## [Goal of the exercise]
Please output every record exactly, keeping each line as it is.

## [Data excerpts]
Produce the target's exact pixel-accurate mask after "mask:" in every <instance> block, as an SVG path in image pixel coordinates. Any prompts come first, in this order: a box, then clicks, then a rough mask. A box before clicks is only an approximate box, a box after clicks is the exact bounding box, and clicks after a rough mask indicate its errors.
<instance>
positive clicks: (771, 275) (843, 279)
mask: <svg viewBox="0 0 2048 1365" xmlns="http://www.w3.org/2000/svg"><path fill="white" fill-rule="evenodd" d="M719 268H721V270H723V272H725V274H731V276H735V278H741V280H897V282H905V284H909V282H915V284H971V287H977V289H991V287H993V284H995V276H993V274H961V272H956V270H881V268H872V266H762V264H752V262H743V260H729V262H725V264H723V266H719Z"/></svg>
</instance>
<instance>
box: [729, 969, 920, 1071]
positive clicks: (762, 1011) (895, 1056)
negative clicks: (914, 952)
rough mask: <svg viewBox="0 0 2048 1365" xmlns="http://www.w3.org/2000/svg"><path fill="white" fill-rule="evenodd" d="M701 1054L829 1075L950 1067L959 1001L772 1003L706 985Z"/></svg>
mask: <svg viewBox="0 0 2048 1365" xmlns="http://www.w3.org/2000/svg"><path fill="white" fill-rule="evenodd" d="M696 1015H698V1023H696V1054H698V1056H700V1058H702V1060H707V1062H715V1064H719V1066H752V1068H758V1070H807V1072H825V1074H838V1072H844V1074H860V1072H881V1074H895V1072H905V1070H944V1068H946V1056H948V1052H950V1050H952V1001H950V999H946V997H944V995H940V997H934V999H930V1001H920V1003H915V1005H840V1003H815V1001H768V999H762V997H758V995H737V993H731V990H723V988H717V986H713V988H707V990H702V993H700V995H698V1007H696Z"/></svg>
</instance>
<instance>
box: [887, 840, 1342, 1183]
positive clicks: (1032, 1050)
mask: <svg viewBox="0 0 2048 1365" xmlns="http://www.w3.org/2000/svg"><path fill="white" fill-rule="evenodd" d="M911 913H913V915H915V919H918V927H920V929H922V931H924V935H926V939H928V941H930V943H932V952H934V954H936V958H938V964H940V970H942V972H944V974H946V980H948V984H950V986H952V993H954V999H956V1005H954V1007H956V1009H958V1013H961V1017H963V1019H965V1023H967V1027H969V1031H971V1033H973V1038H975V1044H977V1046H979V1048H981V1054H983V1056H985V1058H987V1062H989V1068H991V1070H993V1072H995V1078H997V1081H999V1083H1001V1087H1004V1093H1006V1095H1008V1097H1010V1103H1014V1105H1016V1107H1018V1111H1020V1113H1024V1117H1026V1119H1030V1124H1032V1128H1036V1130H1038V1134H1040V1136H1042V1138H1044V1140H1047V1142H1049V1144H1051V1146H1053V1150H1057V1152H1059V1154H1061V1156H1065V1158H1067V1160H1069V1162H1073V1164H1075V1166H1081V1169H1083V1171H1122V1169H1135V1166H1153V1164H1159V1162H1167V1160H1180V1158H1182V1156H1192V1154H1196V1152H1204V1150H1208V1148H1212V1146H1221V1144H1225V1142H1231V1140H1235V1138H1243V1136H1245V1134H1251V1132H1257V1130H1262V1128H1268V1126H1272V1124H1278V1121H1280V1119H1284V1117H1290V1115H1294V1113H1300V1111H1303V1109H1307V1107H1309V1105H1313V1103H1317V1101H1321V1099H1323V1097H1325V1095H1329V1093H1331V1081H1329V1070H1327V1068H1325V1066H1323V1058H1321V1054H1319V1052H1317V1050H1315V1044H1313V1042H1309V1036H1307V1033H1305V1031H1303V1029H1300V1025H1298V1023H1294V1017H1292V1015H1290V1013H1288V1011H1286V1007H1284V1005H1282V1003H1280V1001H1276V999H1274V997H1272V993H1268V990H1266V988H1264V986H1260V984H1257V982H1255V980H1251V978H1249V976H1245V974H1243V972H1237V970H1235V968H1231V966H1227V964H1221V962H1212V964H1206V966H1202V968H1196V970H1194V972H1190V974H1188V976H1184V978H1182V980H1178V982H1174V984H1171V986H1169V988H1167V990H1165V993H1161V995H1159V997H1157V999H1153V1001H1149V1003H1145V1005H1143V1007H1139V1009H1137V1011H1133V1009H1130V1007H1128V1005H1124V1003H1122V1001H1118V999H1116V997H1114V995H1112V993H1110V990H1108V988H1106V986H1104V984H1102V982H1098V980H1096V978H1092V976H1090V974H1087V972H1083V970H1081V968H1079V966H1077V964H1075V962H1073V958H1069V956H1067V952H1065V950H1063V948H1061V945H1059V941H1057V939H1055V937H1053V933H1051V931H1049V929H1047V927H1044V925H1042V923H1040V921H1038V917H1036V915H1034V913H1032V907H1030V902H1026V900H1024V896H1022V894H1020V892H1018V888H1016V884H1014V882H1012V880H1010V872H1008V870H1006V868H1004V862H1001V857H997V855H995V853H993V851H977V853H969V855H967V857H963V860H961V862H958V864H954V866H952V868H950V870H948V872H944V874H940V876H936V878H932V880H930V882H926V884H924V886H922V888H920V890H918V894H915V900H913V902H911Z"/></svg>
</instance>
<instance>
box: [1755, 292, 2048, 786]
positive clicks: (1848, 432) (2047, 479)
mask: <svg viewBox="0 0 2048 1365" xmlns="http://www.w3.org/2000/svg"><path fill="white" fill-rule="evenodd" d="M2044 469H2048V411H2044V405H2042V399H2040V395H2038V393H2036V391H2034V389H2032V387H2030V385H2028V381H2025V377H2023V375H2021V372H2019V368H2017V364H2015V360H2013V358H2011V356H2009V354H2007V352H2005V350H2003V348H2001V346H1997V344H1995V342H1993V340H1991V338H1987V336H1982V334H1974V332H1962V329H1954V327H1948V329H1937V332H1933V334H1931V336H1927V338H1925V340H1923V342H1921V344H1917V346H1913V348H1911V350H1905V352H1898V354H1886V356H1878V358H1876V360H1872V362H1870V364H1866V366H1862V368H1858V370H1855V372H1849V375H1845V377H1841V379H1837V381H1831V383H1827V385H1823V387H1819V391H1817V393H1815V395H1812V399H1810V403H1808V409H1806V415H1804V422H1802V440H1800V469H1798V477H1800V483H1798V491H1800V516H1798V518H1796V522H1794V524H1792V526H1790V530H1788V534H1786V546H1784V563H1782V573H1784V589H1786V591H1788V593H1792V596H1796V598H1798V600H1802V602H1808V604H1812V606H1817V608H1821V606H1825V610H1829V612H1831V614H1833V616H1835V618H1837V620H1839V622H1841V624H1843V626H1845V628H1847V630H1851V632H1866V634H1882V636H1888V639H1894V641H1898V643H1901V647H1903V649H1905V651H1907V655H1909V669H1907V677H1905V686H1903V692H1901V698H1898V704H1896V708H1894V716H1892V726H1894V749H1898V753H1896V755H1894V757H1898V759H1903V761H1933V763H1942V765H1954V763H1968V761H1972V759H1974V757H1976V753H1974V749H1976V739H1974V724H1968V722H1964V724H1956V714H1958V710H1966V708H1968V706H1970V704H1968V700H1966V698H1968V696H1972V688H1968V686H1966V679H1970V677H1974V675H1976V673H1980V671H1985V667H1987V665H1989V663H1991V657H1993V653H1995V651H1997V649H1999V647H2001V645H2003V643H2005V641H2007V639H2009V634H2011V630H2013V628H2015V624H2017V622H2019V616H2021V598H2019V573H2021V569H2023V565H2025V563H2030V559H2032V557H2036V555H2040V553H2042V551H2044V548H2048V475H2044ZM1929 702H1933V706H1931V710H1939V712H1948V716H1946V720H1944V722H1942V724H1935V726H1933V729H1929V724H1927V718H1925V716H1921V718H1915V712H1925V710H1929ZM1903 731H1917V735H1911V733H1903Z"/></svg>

## [Your response]
Produce the target's exact pixel-accurate mask after "mask:" in every <instance> block, as an SVG path in image pixel coordinates. Any prompts come first, in this order: a box, then clicks, then a rough mask. A box before clicks is only an approximate box, a box after clicks is the exact bounding box, and clicks after a rough mask indicate its errors.
<instance>
positive clicks: (771, 275) (843, 279)
mask: <svg viewBox="0 0 2048 1365" xmlns="http://www.w3.org/2000/svg"><path fill="white" fill-rule="evenodd" d="M719 268H721V270H723V272H725V274H731V276H735V278H741V280H897V282H905V284H909V282H915V284H971V287H977V289H991V287H993V284H995V276H993V274H961V272H956V270H881V268H872V266H762V264H752V262H743V260H729V262H725V264H723V266H719Z"/></svg>
</instance>
<instance>
box: [729, 969, 920, 1071]
positive clicks: (762, 1011) (895, 1056)
negative clicks: (914, 952)
rough mask: <svg viewBox="0 0 2048 1365" xmlns="http://www.w3.org/2000/svg"><path fill="white" fill-rule="evenodd" d="M701 1054L829 1075L950 1067L959 1001L772 1003L706 985Z"/></svg>
mask: <svg viewBox="0 0 2048 1365" xmlns="http://www.w3.org/2000/svg"><path fill="white" fill-rule="evenodd" d="M696 1015H698V1023H696V1054H698V1056H700V1058H702V1060H707V1062H715V1064H719V1066H752V1068H758V1070H807V1072H825V1074H838V1072H844V1074H860V1072H881V1074H895V1072H905V1070H944V1068H946V1056H948V1052H950V1050H952V1001H950V999H946V997H944V995H940V997H934V999H930V1001H920V1003H915V1005H840V1003H815V1001H768V999H762V997H758V995H737V993H731V990H723V988H717V986H713V988H707V990H702V993H700V995H698V1007H696Z"/></svg>
</instance>
<instance>
box: [887, 840, 1342, 1183]
positive clicks: (1032, 1050)
mask: <svg viewBox="0 0 2048 1365" xmlns="http://www.w3.org/2000/svg"><path fill="white" fill-rule="evenodd" d="M911 913H913V915H915V919H918V927H920V929H922V931H924V935H926V939H928V941H930V943H932V952H934V954H936V958H938V964H940V970H942V972H944V974H946V980H948V984H950V986H952V993H954V999H956V1005H954V1007H956V1009H958V1013H961V1017H963V1019H965V1023H967V1027H969V1031H971V1033H973V1038H975V1044H977V1046H979V1048H981V1054H983V1056H985V1058H987V1062H989V1068H991V1070H993V1072H995V1078H997V1081H999V1083H1001V1087H1004V1093H1006V1095H1008V1097H1010V1103H1014V1105H1016V1107H1018V1111H1020V1113H1024V1117H1026V1119H1030V1124H1032V1128H1036V1130H1038V1134H1040V1136H1042V1138H1044V1140H1047V1142H1049V1144H1051V1146H1053V1150H1057V1152H1059V1154H1061V1156H1065V1158H1067V1160H1069V1162H1073V1164H1075V1166H1081V1169H1083V1171H1122V1169H1135V1166H1153V1164H1159V1162H1167V1160H1180V1158H1182V1156H1192V1154H1196V1152H1204V1150H1208V1148H1212V1146H1221V1144H1225V1142H1231V1140H1235V1138H1243V1136H1245V1134H1251V1132H1257V1130H1262V1128H1268V1126H1272V1124H1278V1121H1280V1119H1284V1117H1290V1115H1294V1113H1300V1111H1303V1109H1307V1107H1309V1105H1313V1103H1317V1101H1321V1099H1323V1097H1325V1095H1329V1093H1331V1081H1329V1070H1327V1068H1325V1066H1323V1058H1321V1054H1319V1052H1317V1050H1315V1044H1313V1042H1309V1036H1307V1033H1305V1031H1303V1029H1300V1025H1298V1023H1294V1017H1292V1015H1290V1013H1288V1011H1286V1007H1284V1005H1282V1003H1280V1001H1276V999H1274V997H1272V993H1268V990H1266V988H1264V986H1260V984H1257V982H1255V980H1251V978H1249V976H1245V974H1243V972H1237V970H1235V968H1231V966H1227V964H1221V962H1212V964H1206V966H1202V968H1196V970H1194V972H1190V974H1188V976H1184V978H1182V980H1178V982H1174V984H1171V986H1169V988H1167V990H1165V993H1161V995H1159V997H1157V999H1153V1001H1149V1003H1145V1005H1143V1007H1139V1009H1137V1011H1133V1009H1130V1007H1128V1005H1124V1003H1122V1001H1118V999H1116V997H1114V995H1112V993H1110V990H1108V988H1106V986H1104V984H1102V982H1098V980H1096V978H1092V976H1090V974H1087V972H1083V970H1081V968H1079V966H1077V964H1075V962H1073V958H1069V956H1067V952H1065V950H1063V948H1061V945H1059V941H1057V939H1055V937H1053V933H1051V931H1049V929H1047V927H1044V925H1042V923H1040V921H1038V917H1036V915H1034V913H1032V907H1030V902H1026V900H1024V896H1022V894H1020V892H1018V888H1016V884H1014V882H1012V880H1010V872H1008V870H1006V868H1004V862H1001V857H997V855H995V853H993V851H977V853H969V855H967V857H963V860H961V862H958V864H954V866H952V868H950V870H948V872H944V874H940V876H936V878H932V880H930V882H926V884H924V886H922V888H920V890H918V894H915V900H913V902H911Z"/></svg>
</instance>
<instance>
box: [1755, 292, 2048, 786]
positive clicks: (1848, 432) (2047, 479)
mask: <svg viewBox="0 0 2048 1365" xmlns="http://www.w3.org/2000/svg"><path fill="white" fill-rule="evenodd" d="M2044 469H2048V411H2044V405H2042V399H2040V395H2038V393H2036V391H2034V389H2032V387H2030V385H2028V381H2025V377H2023V375H2021V372H2019V368H2017V364H2015V360H2013V358H2011V356H2009V354H2007V352H2005V350H2003V348H2001V346H1997V344H1995V342H1993V340H1991V338H1987V336H1982V334H1974V332H1962V329H1954V327H1948V329H1937V332H1933V334H1931V336H1927V338H1925V340H1923V342H1921V344H1917V346H1913V348H1911V350H1905V352H1898V354H1886V356H1878V358H1876V360H1872V362H1870V364H1866V366H1862V368H1858V370H1855V372H1849V375H1845V377H1841V379H1837V381H1831V383H1827V385H1823V387H1819V391H1817V393H1815V395H1812V399H1810V403H1808V409H1806V415H1804V422H1802V440H1800V469H1798V477H1800V483H1798V491H1800V516H1798V518H1796V522H1794V524H1792V526H1790V530H1788V534H1786V546H1784V563H1782V573H1784V589H1786V591H1788V593H1792V596H1796V598H1798V600H1802V602H1808V604H1812V606H1817V608H1821V606H1825V610H1829V612H1831V614H1833V616H1835V618H1837V620H1839V622H1841V624H1843V626H1845V628H1847V630H1851V632H1866V634H1882V636H1888V639H1894V641H1898V643H1901V647H1903V649H1905V651H1907V655H1909V669H1907V677H1905V686H1903V692H1901V698H1898V704H1896V708H1894V716H1892V726H1894V749H1898V753H1896V755H1894V757H1898V759H1903V761H1933V763H1942V765H1954V763H1968V761H1972V759H1974V757H1976V753H1974V749H1976V739H1974V724H1968V722H1964V724H1956V714H1958V710H1966V708H1968V706H1970V704H1968V700H1966V698H1968V696H1972V688H1968V686H1966V679H1970V677H1974V675H1976V673H1980V671H1985V667H1987V665H1989V663H1991V657H1993V653H1995V651H1997V649H1999V647H2001V645H2003V643H2005V641H2007V639H2009V634H2011V630H2013V628H2015V624H2017V622H2019V616H2021V598H2019V573H2021V569H2023V565H2025V563H2030V559H2032V557H2036V555H2040V553H2042V551H2044V548H2048V475H2044ZM1929 702H1933V706H1931V710H1939V712H1948V716H1946V720H1944V722H1942V724H1935V726H1933V729H1929V724H1927V718H1925V716H1921V718H1915V712H1925V710H1929ZM1903 731H1917V735H1911V733H1903Z"/></svg>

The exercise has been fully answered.